# start of PASSAGE TO READ
SANTA CLARA (KPIX 5) -- Asian Americans make up about a third of Santa Clara's population, but you would never know it by looking at the faces on the city council. Now, Asian American voters are taking the city to court to make their political voices heard.

Wesley Mukoyama is a plaintiff in a lawsuit filed against Santa Clara which accuses the city of setting up a voting system that discriminates against Asian Americans by diluting their votes.

Mukoyama has lived in Santa Clara for 44 years. He says he loves the city. But when it comes to local elections something's wrong.

"I feel ignored. I feel disenfranchised," said Mukoyama. "I'm just a resident and I think we should have better representation."

"In the history of Santa Clara, which elects its council members at large, there has never been an Asian American who has been successful," said Richard Konda of the Asian Law Alliance.

"At large" means all voters in the city cast ballots for all the same candidates, as opposed to district elections where sections of the city vote for their own representatives.

The Asian Law Alliance, which is backing the voting rights suit, says the 2016 election saw five Asians running for city council seats but none were elected - in a city that is 30 percent Asian.
# end of PASSAGE TO READ
#### WRITTEN PROBLEM
Write the next part of the news article on the Santa Clara voting rights lawsuit, continuing after its last sentence.
# start of EXTRACTED MATERIAL
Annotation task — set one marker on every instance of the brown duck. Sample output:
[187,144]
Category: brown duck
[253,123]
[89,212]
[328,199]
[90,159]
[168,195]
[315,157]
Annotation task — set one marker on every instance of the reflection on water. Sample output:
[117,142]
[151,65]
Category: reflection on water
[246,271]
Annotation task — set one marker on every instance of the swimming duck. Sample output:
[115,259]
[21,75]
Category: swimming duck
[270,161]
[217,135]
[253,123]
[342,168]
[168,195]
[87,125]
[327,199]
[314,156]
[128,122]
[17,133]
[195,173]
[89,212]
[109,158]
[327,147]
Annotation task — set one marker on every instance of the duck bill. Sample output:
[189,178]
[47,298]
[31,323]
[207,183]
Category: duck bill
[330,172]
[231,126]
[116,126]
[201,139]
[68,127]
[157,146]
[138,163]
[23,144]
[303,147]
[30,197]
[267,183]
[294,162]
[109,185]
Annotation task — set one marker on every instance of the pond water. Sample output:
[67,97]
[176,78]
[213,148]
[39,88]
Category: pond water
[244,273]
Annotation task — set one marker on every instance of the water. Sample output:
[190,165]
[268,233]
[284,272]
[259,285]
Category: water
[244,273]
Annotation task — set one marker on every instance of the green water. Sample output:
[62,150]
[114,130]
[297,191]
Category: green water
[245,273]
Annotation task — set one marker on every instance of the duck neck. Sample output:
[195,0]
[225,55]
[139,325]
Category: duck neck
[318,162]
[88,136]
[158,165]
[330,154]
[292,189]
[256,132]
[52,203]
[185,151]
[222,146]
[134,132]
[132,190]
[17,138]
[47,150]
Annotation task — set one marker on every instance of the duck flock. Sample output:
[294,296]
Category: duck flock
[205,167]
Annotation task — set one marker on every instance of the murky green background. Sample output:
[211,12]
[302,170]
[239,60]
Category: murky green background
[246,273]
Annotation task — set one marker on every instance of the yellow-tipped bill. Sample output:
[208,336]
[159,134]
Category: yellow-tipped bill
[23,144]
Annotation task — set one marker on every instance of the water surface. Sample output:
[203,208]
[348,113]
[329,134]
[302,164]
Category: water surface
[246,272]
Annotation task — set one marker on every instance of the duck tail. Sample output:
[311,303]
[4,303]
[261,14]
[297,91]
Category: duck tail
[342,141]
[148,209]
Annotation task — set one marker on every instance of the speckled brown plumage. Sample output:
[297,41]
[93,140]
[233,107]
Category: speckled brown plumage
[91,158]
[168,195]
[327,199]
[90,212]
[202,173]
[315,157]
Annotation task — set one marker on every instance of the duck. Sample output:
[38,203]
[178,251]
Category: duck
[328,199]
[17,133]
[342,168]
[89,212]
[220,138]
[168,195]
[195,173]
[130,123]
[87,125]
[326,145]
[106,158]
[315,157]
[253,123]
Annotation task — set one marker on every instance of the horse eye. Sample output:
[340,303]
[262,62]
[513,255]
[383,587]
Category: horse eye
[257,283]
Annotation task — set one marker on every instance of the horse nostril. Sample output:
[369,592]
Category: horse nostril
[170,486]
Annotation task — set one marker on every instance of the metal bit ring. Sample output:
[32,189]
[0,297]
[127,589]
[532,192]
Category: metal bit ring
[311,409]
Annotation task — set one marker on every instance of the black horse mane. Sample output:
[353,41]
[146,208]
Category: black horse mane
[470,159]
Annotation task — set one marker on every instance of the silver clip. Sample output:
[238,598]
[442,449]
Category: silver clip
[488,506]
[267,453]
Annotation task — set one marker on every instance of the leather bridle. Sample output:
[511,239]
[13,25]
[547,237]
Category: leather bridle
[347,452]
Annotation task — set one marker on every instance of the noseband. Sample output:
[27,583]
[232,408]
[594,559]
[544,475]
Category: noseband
# end of EXTRACTED MATERIAL
#### ANSWER TO THIS EXERCISE
"There is racially polarized voting in the city of Santa Clara," said Konda.

City officials say a June ballot measure addresses the issue. Measure A would divide the city into two districts, with ranked choice voting determining the winners in each district.

Mayor Lisa Gillmor said in a statement, "Measure a is a grass roots community solution established by residents of the City of Santa Clara to update the way future council members would be elected."

But Mukoyama says Measure A doesn't go far enough. "I think it's a sham," said Mukoyama. "I think it because they want to stay in power.  Going from one district to two districts doesn't make many changes at all."

Plaintiffs say they have asked the city to make changes for years, but were always denied. Now, a judge could force Santa Clara to move to district elections.